About this exercise: Exactly as written, set down each line of the data below except its pictures.

Data:

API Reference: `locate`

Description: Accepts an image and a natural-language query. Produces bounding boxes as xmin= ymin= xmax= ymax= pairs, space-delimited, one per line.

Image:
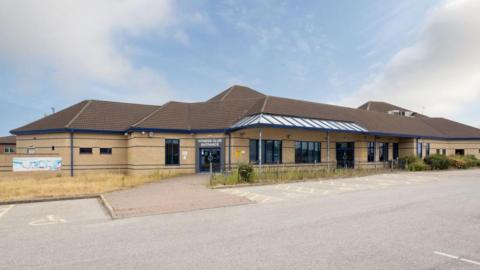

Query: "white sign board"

xmin=13 ymin=157 xmax=62 ymax=172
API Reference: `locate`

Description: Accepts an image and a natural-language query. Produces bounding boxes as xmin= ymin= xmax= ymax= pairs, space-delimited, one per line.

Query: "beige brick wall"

xmin=2 ymin=130 xmax=478 ymax=177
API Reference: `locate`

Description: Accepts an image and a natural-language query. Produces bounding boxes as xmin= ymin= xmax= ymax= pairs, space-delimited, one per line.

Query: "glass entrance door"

xmin=336 ymin=142 xmax=355 ymax=169
xmin=199 ymin=148 xmax=221 ymax=172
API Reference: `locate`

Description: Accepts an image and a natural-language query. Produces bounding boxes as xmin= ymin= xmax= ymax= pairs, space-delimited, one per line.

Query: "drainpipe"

xmin=228 ymin=132 xmax=231 ymax=171
xmin=70 ymin=131 xmax=74 ymax=177
xmin=259 ymin=127 xmax=263 ymax=171
xmin=327 ymin=132 xmax=330 ymax=170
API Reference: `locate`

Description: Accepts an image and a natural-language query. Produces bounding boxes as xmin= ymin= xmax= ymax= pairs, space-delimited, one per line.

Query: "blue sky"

xmin=0 ymin=0 xmax=479 ymax=136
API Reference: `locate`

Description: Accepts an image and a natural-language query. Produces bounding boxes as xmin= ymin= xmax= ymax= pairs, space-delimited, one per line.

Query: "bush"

xmin=424 ymin=154 xmax=451 ymax=170
xmin=407 ymin=161 xmax=428 ymax=171
xmin=399 ymin=156 xmax=420 ymax=169
xmin=450 ymin=156 xmax=471 ymax=169
xmin=238 ymin=163 xmax=254 ymax=183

Written answer:
API Reference: `locate`

Description: Accepts an image and a natural-language query. Produces bounding boxes as xmin= ymin= xmax= ymax= pairs, space-delimited, one per line.

Image:

Query: "white sign board"

xmin=13 ymin=157 xmax=62 ymax=172
API Reference: `locate`

Description: Accepts an image and a natural-language query. Produces bounding boxes as xmin= ymin= xmax= ymax= pairs, space-delimited, one per line.

Query: "beige brick wall"

xmin=2 ymin=130 xmax=478 ymax=177
API Reference: `locate`

Description: Accepts an image and a natural-language query. Produces bounding boxes as xmin= ymin= xmax= ymax= pairs, space-delimited, one per line.

Query: "glass entrance door"

xmin=336 ymin=142 xmax=355 ymax=169
xmin=199 ymin=148 xmax=221 ymax=172
API Reference: `locate`

Description: Accepts an image and a natural-language query. Produces bounding boxes as xmin= ymin= xmax= ymax= pairs, space-delimited, one per line.

Query: "drainpipe"

xmin=228 ymin=132 xmax=231 ymax=171
xmin=70 ymin=131 xmax=74 ymax=177
xmin=259 ymin=127 xmax=263 ymax=171
xmin=327 ymin=132 xmax=330 ymax=170
API Reference: `locate`

Description: Accepts an image and a natural-language query. Produces bounding boxes as xmin= ymin= xmax= ymax= pairs, space-delimited, one per line.

Query: "blue sky"

xmin=0 ymin=0 xmax=479 ymax=136
API Reference: `locate`

Description: Accepts an image and a natural-language query. Produces bounding boxes as xmin= ymin= xmax= ymax= pairs, space-delimited, one per line.

Query: "bush"

xmin=424 ymin=154 xmax=451 ymax=170
xmin=407 ymin=161 xmax=428 ymax=171
xmin=399 ymin=156 xmax=420 ymax=169
xmin=450 ymin=156 xmax=471 ymax=169
xmin=238 ymin=163 xmax=254 ymax=183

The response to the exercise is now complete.